ENUNCIADO DA TAREFA.
Continue o texto sobre a saúde mental de crianças e adolescentes na pandemia a partir da última frase apresentada.

TEXTO FORNECIDO.
•••
De acordo com Georgia, as consequências mentais da pandemia sobre as crianças e adolescentes podem demorar algum tempo ainda para aparecer, afinal, tudo é muito recente e não chegamos ao fim dessa crise. E mesmo quem já parece ter melhorado merece uma dose extra de atenção, pois podem haver recaídas e pioras.
“Temos que deglutir isso tudo e entender os impactos que vão surgir. Para isso, é essencial observar a si mesma e aos outros, especialmente os filhos. Também é importante manter um canal de conversa aberto, falar sobre os medos e as incertezas dos pequenos. Essa tarefa os pais não vão poder delegar, porque faz diferença o retorno com uma situação estruturada em casa. Já vemos que os filhos das pessoas que não demonstram medo com a volta às escolas costumam se adaptar melhor”, afirma a psicopedagoga.
A opinião dos especialistas é unânime sobre priorizar a saúde mental em vez de pensar nas notas e matérias agora. Todo aprendizado será recuperado a seu tempo. Mas, para isso, é preciso que a criança esteja saudável e conseguindo se envolver emocionalmente.
“Nessa faixa etária, eles têm as janelas socioemocionais abertas. Isso permite socialização intensa e aprendizado das ferramentas sociais. Emoções e laços positivos aumentam o vínculo e facilitam esse processo. Por isso que o contato e o olho no olho é mais efetivo para o ensino. Quando entramos no digital, ainda mais dessa forma urgente, é como se tivesse faltado algo nutricional para o desenvolvimento”, acrescenta Renato.
“É importante manter um canal de conversa aberto, falar sobre os medos e as incertezas. Já vemos que os filhos das pessoas que não demonstram medo com a volta às escolas costumam se adaptar melhor”
Georgia Vassimon, psicopedagoga
Portanto, não será possível correr atrás das notas e matérias se a socialização não estiver em dia. “Caso você ainda se sinta insegura, converse com seu filho para entender, entre vocês e sem a influência da opinião alheia, os limites da convivência. Pode ou não dividir o lanche, emprestar o brinquedo? Tem que chegar num meio-termo em que todo mundo vai se sentir confortável”, aconselha Georgia.
•••
INFORMAÇÕES EXTRAÍDAS.
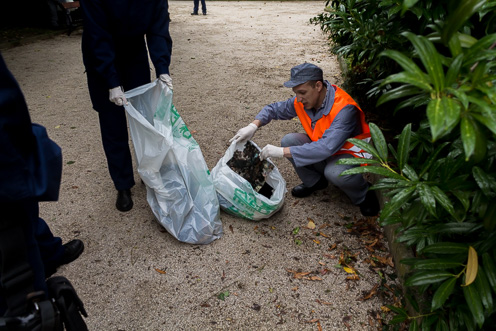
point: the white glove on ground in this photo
(167, 80)
(117, 96)
(271, 151)
(245, 133)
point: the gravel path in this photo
(133, 275)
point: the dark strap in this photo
(67, 301)
(16, 274)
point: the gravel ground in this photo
(133, 275)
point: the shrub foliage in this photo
(434, 59)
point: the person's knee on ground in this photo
(354, 186)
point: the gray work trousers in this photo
(354, 186)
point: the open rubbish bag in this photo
(179, 186)
(237, 196)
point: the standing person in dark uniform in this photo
(30, 171)
(116, 60)
(196, 4)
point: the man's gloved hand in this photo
(167, 80)
(117, 96)
(271, 151)
(245, 133)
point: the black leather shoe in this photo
(124, 201)
(301, 191)
(370, 206)
(72, 250)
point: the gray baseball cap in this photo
(302, 73)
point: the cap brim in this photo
(291, 84)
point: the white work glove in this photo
(167, 80)
(245, 133)
(117, 96)
(271, 151)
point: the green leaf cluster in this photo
(435, 59)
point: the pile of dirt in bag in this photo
(247, 164)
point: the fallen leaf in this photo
(323, 302)
(223, 295)
(346, 319)
(311, 224)
(256, 307)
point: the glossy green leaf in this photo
•••
RESPOSTA.
Tempo demais nas telas?
Há algum tempo, discutimos a ameaça que a internet e o tempo gasto nos dispositivos eletrônicos podem representar à saúde mental das crianças. Em 2019, a Organização Mundial da Saúde passou a considerar o vício em jogos eletrônicos uma doença e especialistas da área de psicologia comparavam a adição à tecnologia ao vício em drogas. Era aconselhado que os pais limitassem o tempo de tela dos filhos.
E então veio a pandemia e a vida das crianças e adolescentes passou a ser, na maior parte do tempo, concentrada no celular, computador e televisão. As atividades extracurriculares foram trocadas pelos jogos, as aulas online passaram a ser acompanhadas pela navegação nas redes sociais.
Sem muita saída, os pais dobraram suas regras. Mas e agora? “O ideal é retomar, aos poucos, as limitações de telas. Os pais devem propor outras atividades aos filhos – e não só proibir o uso dos aparelhos eletrônicos. É indicado organizar momentos em família que gerem interesse e promovam prazer.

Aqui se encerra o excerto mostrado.